[Start READING PASSAGE]

[Triolith-users] Job priority problem 2014-10-25 - 2014-11-11

Thu Nov 20 13:18:20 CET 2014

Dear Triolith users,

Non-technical summary:
==================

Between October 25th and November 11th, a problem with the job
scheduler on Triolith resulted in some projects being able to run more
jobs/core hours than they should otherwise have been able to.

After some consideration, we have decided that finding and
compensating those projects that lost computing time due to this would
be too time-consuming. We will instead spend the limited time we have
available to try to prevent the same thing from happening again.

If you feel that your project was extra unlucky (i.e you had a very
difficult time getting jobs to start in this period), you may contact
us to discuss possible compensation. But please note that we can only
do this in exceptional cases due to the amount of manual work involved
(we have 200 active projects on Triolith...).

Technical details:
=============

(Unless you already know how job scheduling works on Triolith, I
recommend reading https://www.nsc.liu.se/support/batch-jobs/triolith/
before reading the rest of this email)

On October 25th, for unknown reasons the scheduler (SLURM) stopped
updating the internal counters used to determine job priority (you can
see these as e.g "Raw Usage" and "FairShare" in the output from
"sshare"). This resulted in the fair-share priority for all projects
becoming fixed at whatever value it had at the time. Projects that
happened to have a high priority on October 25th would continue to get
their queued jobs started easily, while projects that had a low
priority lost out. Low priority jobs still started, but only when
there were no high-priority jobs left in the queue.

The problem was discovered on November 11th, and after the scheduler
was restarted, priorities started updating normally.

Even though the original problem is no longer present, due to the
internal counters not being updated during those 2.5 weeks, projects
that benefited due to the problem were not instantly penalized for
this on November 11th, as one might expect. Adjusting priorities
manually to match what was actually run has been considered but deemed
to be too time-consuming (we're not lazy, but we have several
high-priority projects ongoing that needs our time).

We have gone through our scheduler logs for all of 2014 without
finding this problem at any other time, so we think this is the first
time this has happened.

We monitor many things in our systems, but we had no monitoring for
this particular failure.

Planned actions to minimize the risk of this happening again:
- Add monitoring of the failure type "fair-share priority not changing
over time"
- Update the scheduler to the latest version

NSC apologizes for the inconvenience this may have caused you.

-- 
Mats Kronberg, NSC Support <support at nsc.liu.se>

[End READING PASSAGE]
[Start SUPPLIED MATERIAL]

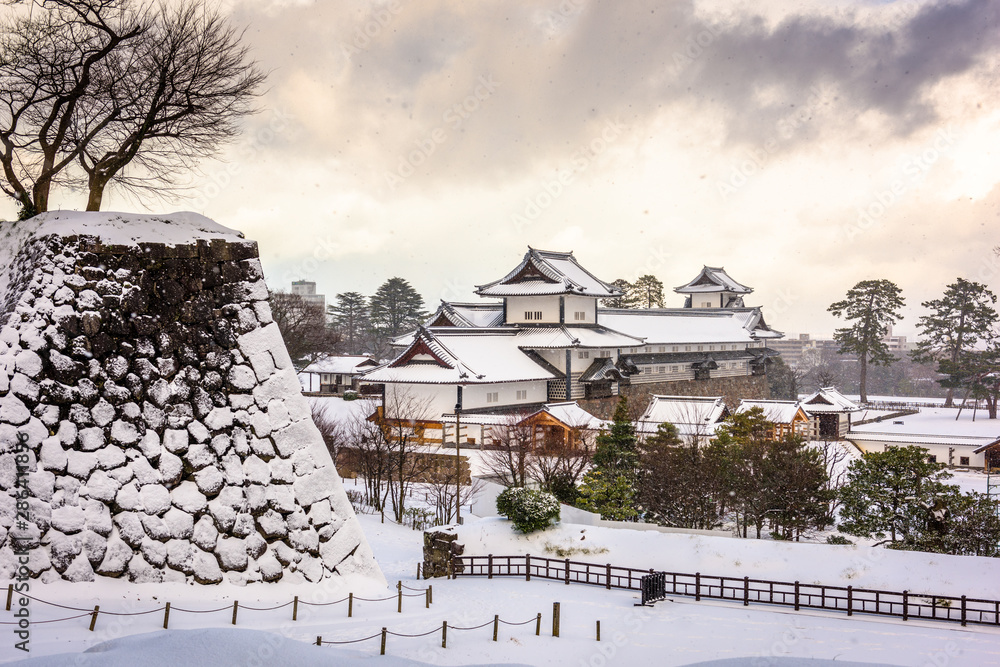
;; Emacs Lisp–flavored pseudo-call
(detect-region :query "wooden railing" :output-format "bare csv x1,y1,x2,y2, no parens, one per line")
452,555,1000,626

[End SUPPLIED MATERIAL]

In the Triolith job priority announcement, how many active projects does Triolith have?

200